**SUPPLIED PASSAGE:**
Lindgren D, Stewart S
Gene Dispersion within a Population of Pinus-Sylvestris
Scandinavian Journal of Forest Research: 1989 4:295-306
Gene dispersion within a population was studied in a 2-hectare stand of 74 seed trees and 1,100 seedlings. Isozyme markers were used to determine the genetic relationships among parental trees, embryos and seedling progenies. Paternity exclusion analyses were used to study multilocus progeny genotypes from certain parents. Results demonstrate large variation between trees in their capacity to contribute their genes through natural regeneration. The proportion of all genes dispersed into a specific distance interval from the source was estimated. The estimation procedure took into account the background of seedlings where parenthood was not excluded, but where the seedlings turned out to be unrelated. We found little evidence for clusters of progeny seedlings surrounding their parental tree. Within 15 m from a tree, approximately 5% of the genes originated from that tree and 95% originated from other trees. We found no evidence for an increase in levels of inbreeding, or genetic substructuring in the seedling progeny stand relative to the parental seed trees. A mathematical model for pollen distribution was developed. According to this model, 90% of pollen was distributed more than 15 m from the source. It is concluded that the marker seed trees had a surprisingly low detectable genetic contribution to the regeneration. It seems likely that a considerable part of the new seedlings have parents among felled trees or from surrounding stands.

**TASK TO COMPLETE:**
Summarize the Pinus sylvestris gene dispersion abstract above in exactly two sentences.

**EXTRACTED DATA:**
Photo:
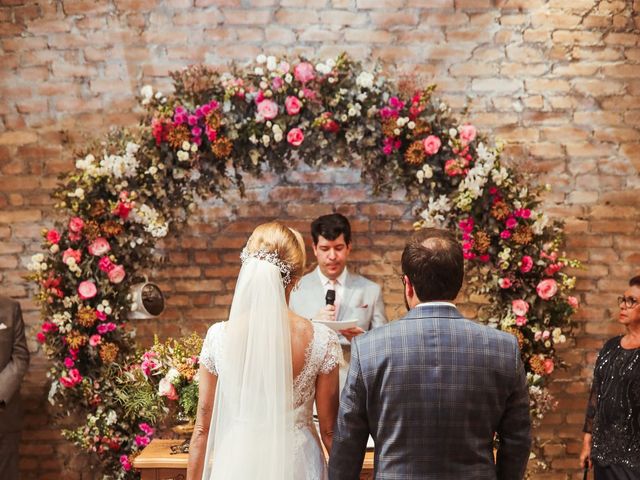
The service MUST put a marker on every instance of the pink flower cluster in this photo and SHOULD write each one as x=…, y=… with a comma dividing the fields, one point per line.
x=144, y=439
x=72, y=378
x=195, y=121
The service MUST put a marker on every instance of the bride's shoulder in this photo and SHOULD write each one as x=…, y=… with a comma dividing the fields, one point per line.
x=215, y=331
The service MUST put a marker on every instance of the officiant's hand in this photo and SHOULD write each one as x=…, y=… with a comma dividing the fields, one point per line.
x=351, y=332
x=327, y=314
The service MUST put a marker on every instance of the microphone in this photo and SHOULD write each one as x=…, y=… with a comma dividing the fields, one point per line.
x=330, y=297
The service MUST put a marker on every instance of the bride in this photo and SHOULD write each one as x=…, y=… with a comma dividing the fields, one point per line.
x=261, y=372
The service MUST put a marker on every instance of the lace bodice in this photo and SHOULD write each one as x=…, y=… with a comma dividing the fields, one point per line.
x=322, y=355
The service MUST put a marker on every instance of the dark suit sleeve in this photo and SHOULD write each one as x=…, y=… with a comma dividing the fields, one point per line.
x=514, y=431
x=13, y=372
x=352, y=427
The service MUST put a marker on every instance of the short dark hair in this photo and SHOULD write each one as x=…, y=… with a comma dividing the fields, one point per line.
x=331, y=227
x=433, y=261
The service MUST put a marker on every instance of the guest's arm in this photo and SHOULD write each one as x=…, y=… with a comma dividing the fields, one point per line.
x=198, y=445
x=12, y=374
x=327, y=399
x=352, y=427
x=378, y=319
x=514, y=431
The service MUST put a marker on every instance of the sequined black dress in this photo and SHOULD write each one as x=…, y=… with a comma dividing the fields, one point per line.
x=613, y=413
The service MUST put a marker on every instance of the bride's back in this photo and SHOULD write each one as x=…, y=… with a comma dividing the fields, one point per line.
x=301, y=337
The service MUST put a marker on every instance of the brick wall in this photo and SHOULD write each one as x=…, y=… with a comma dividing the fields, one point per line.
x=558, y=80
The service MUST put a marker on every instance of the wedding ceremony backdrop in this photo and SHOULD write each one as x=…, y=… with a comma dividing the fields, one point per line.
x=528, y=93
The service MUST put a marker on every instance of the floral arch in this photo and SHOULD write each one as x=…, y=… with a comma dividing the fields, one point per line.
x=134, y=187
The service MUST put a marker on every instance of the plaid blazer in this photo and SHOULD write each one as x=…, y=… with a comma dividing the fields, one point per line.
x=432, y=389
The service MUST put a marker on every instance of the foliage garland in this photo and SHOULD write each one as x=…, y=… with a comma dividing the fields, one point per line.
x=132, y=188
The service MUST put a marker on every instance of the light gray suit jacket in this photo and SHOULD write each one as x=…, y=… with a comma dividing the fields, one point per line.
x=14, y=360
x=432, y=389
x=362, y=300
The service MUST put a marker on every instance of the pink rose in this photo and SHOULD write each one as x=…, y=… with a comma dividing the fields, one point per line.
x=166, y=389
x=573, y=302
x=142, y=440
x=53, y=236
x=548, y=366
x=105, y=264
x=295, y=137
x=467, y=134
x=76, y=224
x=71, y=253
x=126, y=464
x=268, y=109
x=99, y=247
x=122, y=209
x=105, y=328
x=521, y=321
x=519, y=307
x=116, y=274
x=547, y=288
x=526, y=264
x=293, y=105
x=87, y=290
x=431, y=145
x=303, y=72
x=147, y=429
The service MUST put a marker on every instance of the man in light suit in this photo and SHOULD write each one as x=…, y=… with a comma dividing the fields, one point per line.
x=14, y=360
x=356, y=297
x=433, y=388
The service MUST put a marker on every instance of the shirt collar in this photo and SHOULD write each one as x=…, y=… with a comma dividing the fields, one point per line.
x=435, y=304
x=340, y=280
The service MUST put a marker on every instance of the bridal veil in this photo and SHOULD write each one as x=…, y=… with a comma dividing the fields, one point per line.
x=252, y=423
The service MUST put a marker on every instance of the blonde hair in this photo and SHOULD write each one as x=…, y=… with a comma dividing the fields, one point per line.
x=286, y=242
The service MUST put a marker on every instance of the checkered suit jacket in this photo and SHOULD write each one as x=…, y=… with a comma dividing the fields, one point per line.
x=432, y=389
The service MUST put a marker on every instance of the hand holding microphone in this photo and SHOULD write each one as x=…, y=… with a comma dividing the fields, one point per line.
x=328, y=313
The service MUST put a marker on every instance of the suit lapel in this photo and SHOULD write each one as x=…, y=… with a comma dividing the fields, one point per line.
x=349, y=287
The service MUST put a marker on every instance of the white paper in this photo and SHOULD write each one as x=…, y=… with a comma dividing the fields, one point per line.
x=347, y=324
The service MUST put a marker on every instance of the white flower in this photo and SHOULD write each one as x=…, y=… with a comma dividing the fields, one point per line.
x=364, y=80
x=147, y=94
x=172, y=375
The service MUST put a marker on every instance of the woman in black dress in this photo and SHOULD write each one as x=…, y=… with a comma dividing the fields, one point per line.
x=611, y=442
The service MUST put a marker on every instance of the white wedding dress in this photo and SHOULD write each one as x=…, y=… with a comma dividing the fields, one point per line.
x=322, y=355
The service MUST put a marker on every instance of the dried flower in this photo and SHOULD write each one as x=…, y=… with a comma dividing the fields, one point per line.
x=108, y=352
x=415, y=153
x=86, y=317
x=222, y=147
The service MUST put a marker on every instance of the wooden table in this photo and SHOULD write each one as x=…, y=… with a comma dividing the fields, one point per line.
x=157, y=463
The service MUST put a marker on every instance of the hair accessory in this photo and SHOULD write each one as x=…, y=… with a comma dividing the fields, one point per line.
x=272, y=258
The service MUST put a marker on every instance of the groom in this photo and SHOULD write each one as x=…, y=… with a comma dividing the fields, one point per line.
x=433, y=388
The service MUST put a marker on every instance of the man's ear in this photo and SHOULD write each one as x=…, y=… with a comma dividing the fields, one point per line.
x=409, y=291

**WRITTEN ANSWER:**
Researchers traced gene dispersion in a 2-hectare stand of 74 seed trees and 1,100 seedlings using isozyme markers and paternity exclusion analyses. They found large variation between trees in their genetic contribution to natural regeneration, with only about 5% of genes within 15 m of a tree coming from that tree, and they conclude that many new seedlings likely have parents among felled trees or from surrounding stands.